> _Fragment dokumentu_:
Nie pamiętam jak to tam dalej leciało w "starych przepisach", jednak ten zapis kótry przytoczyłeś można porównać do obecnego zapisu w 220.
"stary zapis" również nie był precyzyjny gdyz tylko wskazuje bezpieczn prędkość by "czegoś nie urwać", natomiast dokąd B-33 obowiazuje jest chyba klarowne.
Sprawą prostą jak pisze dylek - jest ustawienie znaku "koniec..." i po ptokach

oskinstruktor napisał(a):Panowie egzaminatorzy a tak z ręką na sercu...... jak Wy, po pracy zachowujecie się za progami?

Możecie mi na prv napisać

bo jak to wygląda to się domyślam
A całkiem serio to posłucham Waszych opinii jak oceniacie to na egzaminie. W domyśle ktoś za progiem jedzie szybciej niż pokazywał znak przed nim a nie było odwołania czy skrzyżowania.
oskinstruktor - ja napisze Ci tak

dobrze by było gdyby zdający wiedzieli, do jakiego miejsca obowiązuje b-33, ponieważ najczęsciej jest tak ze jeżdża jak wyćwiczone "małpy" bez "refleksji"

(Wiersze zbioru danych)

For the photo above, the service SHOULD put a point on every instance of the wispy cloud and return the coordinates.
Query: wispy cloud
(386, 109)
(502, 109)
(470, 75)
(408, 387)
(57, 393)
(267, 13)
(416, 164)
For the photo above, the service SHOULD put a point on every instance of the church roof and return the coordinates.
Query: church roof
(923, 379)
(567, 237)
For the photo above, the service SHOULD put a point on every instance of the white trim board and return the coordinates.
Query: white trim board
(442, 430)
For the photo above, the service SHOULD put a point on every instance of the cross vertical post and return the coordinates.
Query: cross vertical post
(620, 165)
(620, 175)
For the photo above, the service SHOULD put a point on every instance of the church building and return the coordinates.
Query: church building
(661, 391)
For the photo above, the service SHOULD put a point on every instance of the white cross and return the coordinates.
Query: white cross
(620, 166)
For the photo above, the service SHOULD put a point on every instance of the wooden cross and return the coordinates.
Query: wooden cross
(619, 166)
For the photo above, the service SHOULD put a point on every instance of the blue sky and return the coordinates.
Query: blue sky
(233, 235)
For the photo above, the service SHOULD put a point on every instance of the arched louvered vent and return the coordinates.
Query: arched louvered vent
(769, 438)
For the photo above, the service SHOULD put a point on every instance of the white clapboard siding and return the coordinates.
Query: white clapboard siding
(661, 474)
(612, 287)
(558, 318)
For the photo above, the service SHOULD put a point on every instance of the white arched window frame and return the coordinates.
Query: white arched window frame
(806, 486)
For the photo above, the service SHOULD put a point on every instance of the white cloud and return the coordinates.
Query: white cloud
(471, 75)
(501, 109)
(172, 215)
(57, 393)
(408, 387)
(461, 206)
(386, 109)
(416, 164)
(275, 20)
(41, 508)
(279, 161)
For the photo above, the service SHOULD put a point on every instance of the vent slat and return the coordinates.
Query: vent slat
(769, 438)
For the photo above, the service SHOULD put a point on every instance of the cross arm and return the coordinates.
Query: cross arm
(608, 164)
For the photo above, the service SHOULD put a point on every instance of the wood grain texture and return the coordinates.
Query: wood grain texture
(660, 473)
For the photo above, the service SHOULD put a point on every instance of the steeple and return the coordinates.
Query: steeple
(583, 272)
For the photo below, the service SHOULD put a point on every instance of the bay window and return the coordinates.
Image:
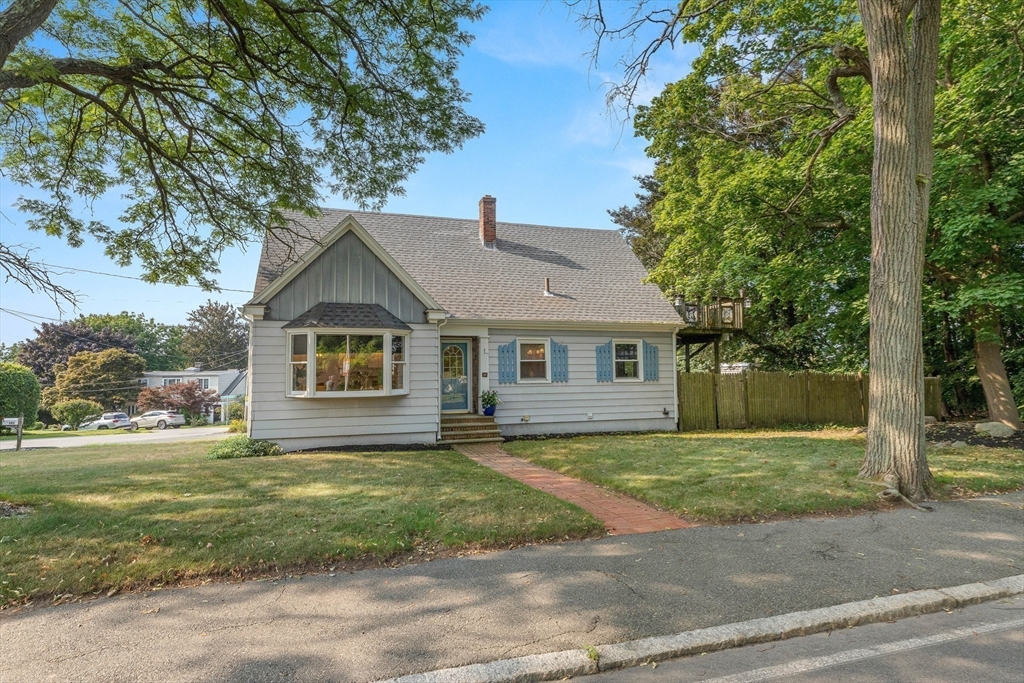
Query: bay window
(347, 363)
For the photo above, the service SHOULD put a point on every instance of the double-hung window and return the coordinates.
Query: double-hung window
(534, 360)
(628, 361)
(347, 363)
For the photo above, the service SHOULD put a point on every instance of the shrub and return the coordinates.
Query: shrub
(236, 411)
(19, 392)
(75, 412)
(243, 446)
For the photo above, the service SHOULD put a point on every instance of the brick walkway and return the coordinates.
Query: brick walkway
(621, 514)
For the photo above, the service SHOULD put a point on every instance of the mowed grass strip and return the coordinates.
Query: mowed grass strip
(740, 475)
(130, 516)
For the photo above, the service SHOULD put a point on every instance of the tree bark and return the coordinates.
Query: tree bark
(903, 74)
(991, 372)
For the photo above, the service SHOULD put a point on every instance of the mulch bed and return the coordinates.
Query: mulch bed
(950, 432)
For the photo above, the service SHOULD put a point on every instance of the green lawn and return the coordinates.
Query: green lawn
(735, 475)
(127, 516)
(30, 434)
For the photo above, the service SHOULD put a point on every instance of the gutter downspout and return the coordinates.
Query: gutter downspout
(675, 375)
(440, 370)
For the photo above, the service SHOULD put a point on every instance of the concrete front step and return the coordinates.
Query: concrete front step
(465, 433)
(467, 419)
(489, 439)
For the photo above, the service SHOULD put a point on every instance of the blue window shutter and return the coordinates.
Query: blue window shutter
(559, 361)
(649, 363)
(506, 363)
(605, 365)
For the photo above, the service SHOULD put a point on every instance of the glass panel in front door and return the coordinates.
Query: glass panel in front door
(455, 383)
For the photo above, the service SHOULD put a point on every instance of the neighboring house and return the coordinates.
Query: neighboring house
(230, 384)
(374, 328)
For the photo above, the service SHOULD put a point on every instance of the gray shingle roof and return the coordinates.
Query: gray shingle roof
(366, 315)
(594, 274)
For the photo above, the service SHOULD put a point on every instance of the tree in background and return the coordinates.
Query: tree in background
(8, 352)
(189, 398)
(74, 412)
(765, 159)
(210, 119)
(160, 344)
(55, 342)
(216, 337)
(110, 378)
(19, 393)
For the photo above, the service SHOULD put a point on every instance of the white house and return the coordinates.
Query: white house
(230, 384)
(375, 328)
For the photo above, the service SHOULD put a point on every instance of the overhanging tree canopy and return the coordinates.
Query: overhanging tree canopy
(211, 116)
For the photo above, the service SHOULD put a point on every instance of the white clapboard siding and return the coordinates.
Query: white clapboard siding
(307, 423)
(562, 407)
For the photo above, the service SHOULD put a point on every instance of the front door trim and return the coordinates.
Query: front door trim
(467, 346)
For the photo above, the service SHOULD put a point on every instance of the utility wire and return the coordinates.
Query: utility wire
(114, 274)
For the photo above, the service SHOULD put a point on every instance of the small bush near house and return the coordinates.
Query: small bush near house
(243, 446)
(236, 411)
(74, 412)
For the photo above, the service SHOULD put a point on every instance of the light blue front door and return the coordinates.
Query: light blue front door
(455, 382)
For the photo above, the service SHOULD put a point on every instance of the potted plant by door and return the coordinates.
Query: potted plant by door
(488, 399)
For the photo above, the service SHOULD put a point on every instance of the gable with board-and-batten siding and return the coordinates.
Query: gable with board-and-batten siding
(347, 271)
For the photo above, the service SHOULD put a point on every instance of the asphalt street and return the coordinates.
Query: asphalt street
(385, 623)
(983, 643)
(121, 436)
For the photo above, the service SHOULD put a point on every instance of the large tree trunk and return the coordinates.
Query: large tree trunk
(992, 373)
(903, 71)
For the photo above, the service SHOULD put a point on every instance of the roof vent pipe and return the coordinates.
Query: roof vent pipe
(488, 221)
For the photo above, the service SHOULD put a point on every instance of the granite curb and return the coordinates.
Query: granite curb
(555, 666)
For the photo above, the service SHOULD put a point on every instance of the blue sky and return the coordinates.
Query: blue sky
(552, 155)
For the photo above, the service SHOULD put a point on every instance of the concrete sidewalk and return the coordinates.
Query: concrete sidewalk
(381, 624)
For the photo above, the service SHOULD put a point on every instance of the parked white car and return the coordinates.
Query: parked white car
(158, 420)
(105, 421)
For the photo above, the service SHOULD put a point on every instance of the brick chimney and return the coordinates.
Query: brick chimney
(488, 220)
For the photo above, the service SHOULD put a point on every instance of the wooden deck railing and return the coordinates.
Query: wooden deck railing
(723, 313)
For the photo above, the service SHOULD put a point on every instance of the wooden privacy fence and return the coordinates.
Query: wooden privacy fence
(754, 398)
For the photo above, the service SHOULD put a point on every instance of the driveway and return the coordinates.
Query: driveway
(121, 436)
(376, 624)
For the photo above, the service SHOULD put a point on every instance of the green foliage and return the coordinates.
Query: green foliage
(8, 353)
(216, 337)
(19, 393)
(237, 411)
(209, 119)
(160, 344)
(762, 183)
(74, 412)
(110, 378)
(243, 446)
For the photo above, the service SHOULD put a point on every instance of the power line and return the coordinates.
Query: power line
(115, 274)
(27, 317)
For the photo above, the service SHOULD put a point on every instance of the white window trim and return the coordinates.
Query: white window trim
(639, 344)
(311, 392)
(547, 361)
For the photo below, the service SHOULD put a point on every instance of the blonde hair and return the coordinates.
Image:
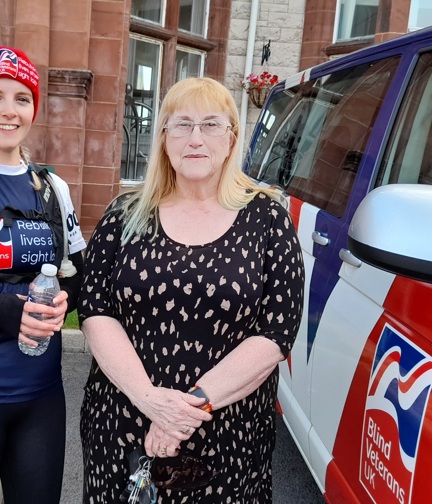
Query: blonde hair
(235, 188)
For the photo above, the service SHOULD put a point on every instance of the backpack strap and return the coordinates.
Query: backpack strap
(52, 213)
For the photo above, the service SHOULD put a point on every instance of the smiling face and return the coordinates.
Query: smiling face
(198, 158)
(16, 116)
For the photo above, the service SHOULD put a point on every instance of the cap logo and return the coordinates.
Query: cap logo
(8, 63)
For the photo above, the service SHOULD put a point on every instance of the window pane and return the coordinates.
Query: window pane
(357, 18)
(150, 10)
(140, 102)
(420, 14)
(408, 159)
(189, 64)
(313, 136)
(193, 16)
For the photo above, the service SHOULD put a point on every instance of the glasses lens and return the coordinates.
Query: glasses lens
(208, 128)
(181, 128)
(213, 128)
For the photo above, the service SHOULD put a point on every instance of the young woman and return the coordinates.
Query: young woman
(32, 402)
(192, 295)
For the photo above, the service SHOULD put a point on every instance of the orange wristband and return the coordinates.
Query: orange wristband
(199, 392)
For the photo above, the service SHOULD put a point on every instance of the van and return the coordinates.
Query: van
(349, 142)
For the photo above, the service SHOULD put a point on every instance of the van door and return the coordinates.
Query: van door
(312, 141)
(386, 416)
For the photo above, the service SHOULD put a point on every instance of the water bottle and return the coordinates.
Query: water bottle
(43, 290)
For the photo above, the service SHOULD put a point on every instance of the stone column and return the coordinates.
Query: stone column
(392, 19)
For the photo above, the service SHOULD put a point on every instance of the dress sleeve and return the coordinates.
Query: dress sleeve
(95, 298)
(75, 237)
(282, 302)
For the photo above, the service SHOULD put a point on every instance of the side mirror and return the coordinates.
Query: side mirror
(392, 230)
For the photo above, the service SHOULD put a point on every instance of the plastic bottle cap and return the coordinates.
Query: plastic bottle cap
(49, 269)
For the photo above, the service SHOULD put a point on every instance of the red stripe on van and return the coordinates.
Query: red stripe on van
(295, 208)
(409, 301)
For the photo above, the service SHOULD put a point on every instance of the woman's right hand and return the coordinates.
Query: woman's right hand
(42, 328)
(173, 411)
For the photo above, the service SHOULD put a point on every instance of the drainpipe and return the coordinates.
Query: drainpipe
(247, 71)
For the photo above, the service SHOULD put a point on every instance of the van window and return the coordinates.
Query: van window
(312, 136)
(408, 158)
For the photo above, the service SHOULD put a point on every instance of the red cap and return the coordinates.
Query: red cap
(15, 64)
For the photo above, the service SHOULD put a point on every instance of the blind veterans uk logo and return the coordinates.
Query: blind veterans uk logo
(398, 393)
(6, 255)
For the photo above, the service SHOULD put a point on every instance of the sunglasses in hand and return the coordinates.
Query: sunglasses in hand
(186, 473)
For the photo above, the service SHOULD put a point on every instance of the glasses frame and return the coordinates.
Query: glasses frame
(169, 127)
(191, 474)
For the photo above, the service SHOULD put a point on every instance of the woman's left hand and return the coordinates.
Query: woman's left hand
(159, 443)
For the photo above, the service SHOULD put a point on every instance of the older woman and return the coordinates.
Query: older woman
(192, 295)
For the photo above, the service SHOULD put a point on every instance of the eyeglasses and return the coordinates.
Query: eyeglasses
(191, 474)
(209, 127)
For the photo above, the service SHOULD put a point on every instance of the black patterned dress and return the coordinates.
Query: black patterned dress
(184, 308)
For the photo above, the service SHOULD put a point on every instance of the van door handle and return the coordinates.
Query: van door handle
(346, 256)
(320, 239)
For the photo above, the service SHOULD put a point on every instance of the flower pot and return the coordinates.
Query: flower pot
(258, 95)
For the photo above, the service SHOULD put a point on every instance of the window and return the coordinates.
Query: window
(189, 64)
(169, 41)
(141, 98)
(420, 14)
(408, 159)
(150, 10)
(356, 19)
(193, 16)
(312, 138)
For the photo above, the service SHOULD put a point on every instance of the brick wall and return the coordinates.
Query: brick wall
(281, 22)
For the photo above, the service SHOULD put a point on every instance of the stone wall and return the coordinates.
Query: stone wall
(281, 22)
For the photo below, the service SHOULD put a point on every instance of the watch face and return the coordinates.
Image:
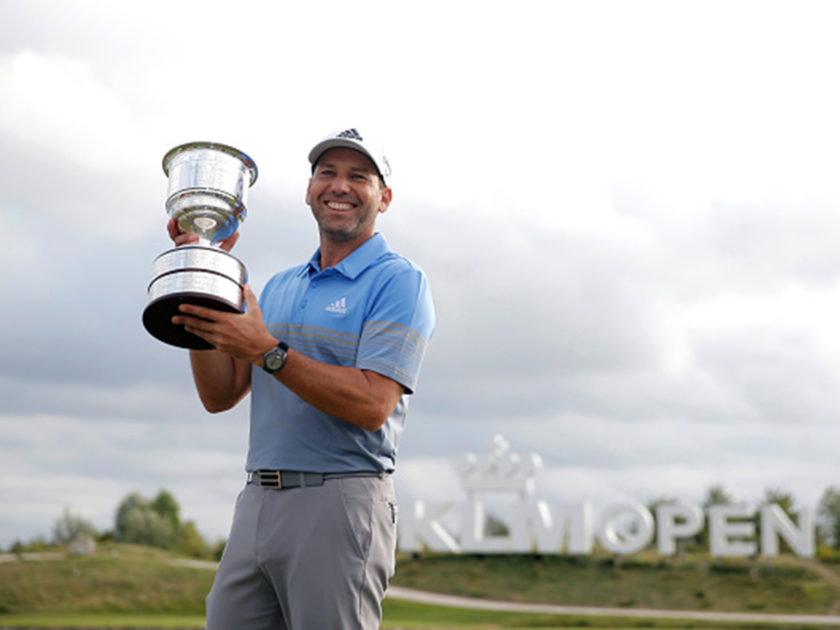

> _Zadania_:
1 > Co według dylka jest prostym rozwiązaniem sprawy w dyskusji o znaku B-33?
2 > Kontynuuj dyskusję o znaku B-33, zaczynając po jej ostatnim zdaniu.

> _Odpowiedzi do zadań_:
1 > Ustawienie znaku „koniec…”.

2 >
Np. postawiony znak ograniczenie do 30 km/h, za parę metrów skrzyżowanko odwołuje ograniczenie, ale co tam --------oni jadą dalej 25 km/h bo przecież było ograniczenie, potem jadą tak 200, 300, 400 metrów az się pytam dlaczego tak wolno --- zawsze słyszę odp. bo przeca ograniczenie jest....
Rozwinięcie prędkości 50 czy 55 na godz graniczy z cudem, natomiast w strefie zamieszkania nic im nie przeszkadza jechać 40 km/h -------- poprostu zenada
Na 5 zdających 4 "męczy bule" a nie jedzie.....
wracając do pytania co za progiem po pracy ----- tak samo jak w pracy, po co się mam narazać na punkty od "psiarni"

?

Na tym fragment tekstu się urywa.